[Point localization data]
━━━━━━━━

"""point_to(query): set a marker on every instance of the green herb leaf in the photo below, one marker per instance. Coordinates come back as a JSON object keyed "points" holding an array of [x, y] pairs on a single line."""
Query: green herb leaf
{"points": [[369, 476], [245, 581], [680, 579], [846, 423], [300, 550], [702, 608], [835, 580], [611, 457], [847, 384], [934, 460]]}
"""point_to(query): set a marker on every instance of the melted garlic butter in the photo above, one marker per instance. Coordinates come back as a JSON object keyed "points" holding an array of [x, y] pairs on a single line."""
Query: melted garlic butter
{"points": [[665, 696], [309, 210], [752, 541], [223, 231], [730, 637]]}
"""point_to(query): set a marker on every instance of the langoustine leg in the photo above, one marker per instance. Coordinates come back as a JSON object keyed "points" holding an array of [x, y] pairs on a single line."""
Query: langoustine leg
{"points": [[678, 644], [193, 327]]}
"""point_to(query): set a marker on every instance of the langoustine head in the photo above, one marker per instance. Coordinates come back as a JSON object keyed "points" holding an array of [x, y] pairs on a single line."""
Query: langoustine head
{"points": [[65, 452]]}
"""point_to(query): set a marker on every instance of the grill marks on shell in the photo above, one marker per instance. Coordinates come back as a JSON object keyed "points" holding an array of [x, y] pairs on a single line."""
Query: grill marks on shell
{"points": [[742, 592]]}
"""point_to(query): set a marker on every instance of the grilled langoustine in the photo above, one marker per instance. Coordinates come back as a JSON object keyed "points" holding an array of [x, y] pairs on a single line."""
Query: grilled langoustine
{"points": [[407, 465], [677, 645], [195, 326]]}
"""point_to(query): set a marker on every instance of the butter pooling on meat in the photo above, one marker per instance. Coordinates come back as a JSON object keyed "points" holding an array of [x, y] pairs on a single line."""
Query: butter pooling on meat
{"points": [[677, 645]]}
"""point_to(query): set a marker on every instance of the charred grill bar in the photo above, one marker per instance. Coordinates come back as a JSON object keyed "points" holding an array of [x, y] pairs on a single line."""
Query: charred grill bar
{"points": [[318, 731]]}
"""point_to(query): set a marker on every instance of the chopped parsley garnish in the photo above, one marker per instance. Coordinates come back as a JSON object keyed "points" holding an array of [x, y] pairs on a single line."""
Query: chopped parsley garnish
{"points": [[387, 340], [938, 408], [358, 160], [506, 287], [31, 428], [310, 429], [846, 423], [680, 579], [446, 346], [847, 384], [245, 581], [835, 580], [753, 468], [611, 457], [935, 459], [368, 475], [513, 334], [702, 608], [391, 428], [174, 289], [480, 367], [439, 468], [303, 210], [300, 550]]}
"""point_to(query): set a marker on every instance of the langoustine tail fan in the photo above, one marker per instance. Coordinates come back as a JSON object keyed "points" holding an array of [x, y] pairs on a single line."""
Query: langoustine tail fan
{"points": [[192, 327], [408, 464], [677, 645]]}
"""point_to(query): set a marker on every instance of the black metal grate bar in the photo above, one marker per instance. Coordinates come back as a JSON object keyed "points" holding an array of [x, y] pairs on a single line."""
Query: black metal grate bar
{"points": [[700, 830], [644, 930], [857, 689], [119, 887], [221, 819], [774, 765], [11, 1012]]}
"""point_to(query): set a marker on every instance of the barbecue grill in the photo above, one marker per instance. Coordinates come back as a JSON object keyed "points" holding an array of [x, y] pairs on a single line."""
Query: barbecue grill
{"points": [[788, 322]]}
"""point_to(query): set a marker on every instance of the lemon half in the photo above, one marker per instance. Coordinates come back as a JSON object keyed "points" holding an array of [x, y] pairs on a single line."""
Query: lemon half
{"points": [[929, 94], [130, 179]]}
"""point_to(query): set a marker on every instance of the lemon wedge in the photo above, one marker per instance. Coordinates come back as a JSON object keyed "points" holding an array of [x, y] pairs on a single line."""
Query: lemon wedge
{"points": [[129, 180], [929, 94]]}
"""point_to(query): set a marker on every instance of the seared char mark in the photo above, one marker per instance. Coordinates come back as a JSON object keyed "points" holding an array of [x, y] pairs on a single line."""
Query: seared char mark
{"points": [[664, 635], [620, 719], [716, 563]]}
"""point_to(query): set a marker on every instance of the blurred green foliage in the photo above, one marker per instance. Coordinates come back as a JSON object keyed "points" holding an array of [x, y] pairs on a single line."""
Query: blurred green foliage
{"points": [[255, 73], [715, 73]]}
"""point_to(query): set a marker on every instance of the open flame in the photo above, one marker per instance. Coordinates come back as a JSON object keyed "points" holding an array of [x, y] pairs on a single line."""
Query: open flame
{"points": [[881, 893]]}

━━━━━━━━

Could you output all of the records above exactly as given?

**ANSWER TO THIS PROBLEM**
"""point_to(query): set a marker on every instance of the green herb leaf in the photo below, one marker per instance. Coordinates come back as a JSON object keyed "points" holding an array of [x, y] pairs on a single line."""
Query: green herb leaf
{"points": [[369, 476], [245, 581], [680, 579], [846, 423], [300, 550], [702, 608], [835, 580], [611, 457], [847, 384], [934, 460]]}
"""point_to(query): set a marker on every instance of the melted garlic butter in the photo above, one marker per instance. Coordinates come back as a JSON object keyed "points" holding an array of [x, y] pairs on a single line."""
Query: melted garlic butter
{"points": [[665, 696], [309, 210], [752, 541], [223, 231], [730, 637]]}
"""point_to(query): set a marker on every instance of the langoustine leg in the photo above, one marker per instance. Coordinates come back as a JSON object keyed "points" holding an array of [x, y] pairs on a single line."""
Query: langoustine leg
{"points": [[678, 644], [193, 327]]}
"""point_to(query): set a marker on every instance of the langoustine head in the photo above, one marker per instance. Coordinates come back as a JSON object keyed "points" holding an array of [x, y] pairs on a single line."""
Query: langoustine head
{"points": [[65, 452]]}
"""point_to(query): set a marker on every instance of the grill marks on shell in the photo above, one marker per instance. Coordinates come back as a JSON object keyed "points" holding an array of [x, y] pairs on a single line."""
Query: grill marks on shell
{"points": [[742, 592]]}
"""point_to(query): set a marker on every instance of the grilled langoustine in the photo above, one marker per instance. Coordinates come back as a JSON object keyed "points" holding an array of [x, y] pairs on a single line."""
Query: grilled langoustine
{"points": [[407, 465], [677, 645], [195, 326]]}
"""point_to(query): set a marker on every instance of the butter pooling on meat in the photo above, one marker per instance. Coordinates come back as a JSON object keyed "points" holding an array of [x, y] pairs on a single line."""
Query: butter pooling on meat
{"points": [[677, 645]]}
"""point_to(query): set a marker on every instance of the charred grill bar in the photo above, one marker per instance. Coordinates come back as a JSON object keyed "points" holding an array of [x, y] pairs on a single line."""
Query: charred grill bar
{"points": [[318, 731]]}
"""point_to(query): set a marker on every instance of the chopped parsley garnish in the photo above, one marker per instance. Coordinates come back as a JSON object keyed "points" holding an array of [x, y] pairs on a single line."""
Query: chopped parsley garnish
{"points": [[387, 340], [938, 408], [358, 160], [506, 287], [31, 428], [310, 429], [846, 423], [680, 579], [446, 346], [847, 384], [245, 581], [835, 580], [753, 468], [611, 457], [935, 459], [368, 475], [513, 334], [702, 608], [391, 428], [174, 289], [480, 367], [439, 468], [303, 210], [300, 550]]}
"""point_to(query): set a marker on every instance of the langoustine tail fan in the photo above, one marker per instance. Coordinates come back as a JSON object keyed "points" holding an array of [x, y] pairs on a single line."""
Query: langoustine tail fan
{"points": [[192, 327], [408, 464], [677, 645]]}
"""point_to(query): set a marker on every instance of the black metal grate bar in the photo above, one marker per instance. Coordinates come back as a JSON object keyed "points" holding an array of [x, y] pairs on a single line."""
Query: black metal grate bar
{"points": [[700, 830], [644, 930], [857, 689], [119, 887], [221, 819], [774, 765], [11, 1012]]}
"""point_to(query): set a marker on every instance of the barbecue grill in the photo above, one marker per instance. Coordinates come back as a JSON object keyed "points" holding an array of [x, y] pairs on a single line."""
Query: barbecue grill
{"points": [[788, 322]]}
"""point_to(query): set a marker on every instance of the lemon half in the photo above, one marker per instance. Coordinates come back as a JSON object keyed "points" holding an array of [x, y] pairs on a single line."""
Query: lemon half
{"points": [[929, 94], [130, 179]]}
"""point_to(query): set a marker on every instance of the lemon wedge in the photo above, one marker per instance. Coordinates come back as a JSON object keyed "points" holding an array of [x, y] pairs on a single line."""
Query: lemon wedge
{"points": [[129, 180], [929, 94]]}
"""point_to(query): set a marker on every instance of the seared char mark in the photo above, one marker per instance. Coordinates come back as a JSON object keyed "points" holding an array of [x, y] pairs on a single line."""
Query: seared char mark
{"points": [[664, 635], [620, 719], [716, 563]]}
"""point_to(query): set a marker on every instance of the blurred green foliage in the photo above, one marker per instance. Coordinates come back as a JSON object keyed "points" holding an array of [x, y] pairs on a single line."""
Query: blurred green foliage
{"points": [[255, 73], [715, 73]]}
"""point_to(query): set a marker on every instance of the open flame in the photo above, one marker per instance. Coordinates come back as a JSON object keyed "points" holding an array of [x, y] pairs on a single line."""
Query: open flame
{"points": [[881, 893]]}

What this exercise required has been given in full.